### Objective
Find every line in the items below that contains the word "clipboard" and copy each of those lines in full.

### Provided data
==*==

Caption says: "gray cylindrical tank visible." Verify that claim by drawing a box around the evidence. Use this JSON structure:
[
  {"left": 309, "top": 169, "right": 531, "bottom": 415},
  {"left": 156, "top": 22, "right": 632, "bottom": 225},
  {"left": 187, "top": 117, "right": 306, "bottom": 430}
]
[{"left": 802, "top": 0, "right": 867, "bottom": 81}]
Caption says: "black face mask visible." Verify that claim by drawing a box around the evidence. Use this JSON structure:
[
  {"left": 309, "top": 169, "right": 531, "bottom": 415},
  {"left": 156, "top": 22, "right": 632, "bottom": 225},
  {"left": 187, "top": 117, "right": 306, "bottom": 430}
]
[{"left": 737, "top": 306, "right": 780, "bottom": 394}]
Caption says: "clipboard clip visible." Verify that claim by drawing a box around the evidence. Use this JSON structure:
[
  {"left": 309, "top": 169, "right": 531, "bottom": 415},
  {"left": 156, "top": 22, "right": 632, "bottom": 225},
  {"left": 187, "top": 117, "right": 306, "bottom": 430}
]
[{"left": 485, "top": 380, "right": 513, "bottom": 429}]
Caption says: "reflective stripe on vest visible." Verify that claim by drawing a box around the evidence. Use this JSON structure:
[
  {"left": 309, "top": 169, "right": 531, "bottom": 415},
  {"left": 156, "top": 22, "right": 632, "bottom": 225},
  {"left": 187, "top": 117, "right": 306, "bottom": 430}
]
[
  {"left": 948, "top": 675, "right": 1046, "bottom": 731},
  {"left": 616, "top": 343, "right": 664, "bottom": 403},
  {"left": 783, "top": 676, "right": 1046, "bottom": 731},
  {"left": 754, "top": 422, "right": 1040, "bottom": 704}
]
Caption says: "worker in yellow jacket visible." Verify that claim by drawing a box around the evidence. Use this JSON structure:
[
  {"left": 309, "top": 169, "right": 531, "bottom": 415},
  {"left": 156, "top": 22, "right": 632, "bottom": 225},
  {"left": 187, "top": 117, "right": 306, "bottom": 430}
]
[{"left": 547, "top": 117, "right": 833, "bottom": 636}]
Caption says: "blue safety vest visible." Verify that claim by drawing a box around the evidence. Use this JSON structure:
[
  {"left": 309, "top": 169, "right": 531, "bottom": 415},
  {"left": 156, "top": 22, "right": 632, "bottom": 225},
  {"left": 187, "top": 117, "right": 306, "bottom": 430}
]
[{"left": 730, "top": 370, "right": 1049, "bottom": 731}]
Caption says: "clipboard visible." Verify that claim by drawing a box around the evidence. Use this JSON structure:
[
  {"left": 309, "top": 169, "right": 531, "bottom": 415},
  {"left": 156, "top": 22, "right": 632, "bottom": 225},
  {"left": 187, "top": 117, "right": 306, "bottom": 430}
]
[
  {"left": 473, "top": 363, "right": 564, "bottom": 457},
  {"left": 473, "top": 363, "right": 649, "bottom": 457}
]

==*==

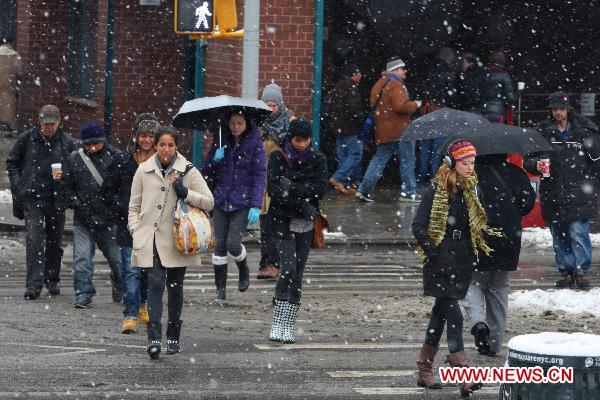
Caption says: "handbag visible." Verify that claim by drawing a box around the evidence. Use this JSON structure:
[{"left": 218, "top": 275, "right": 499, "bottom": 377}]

==*==

### The completed task
Caption says: "clipboard clip visible." Verify that claim by drawing a box around the evidence. Use this JSON structure:
Caption says: "clipboard visible." Verify that claim by drawing a box around the evidence. Use this JSON structure:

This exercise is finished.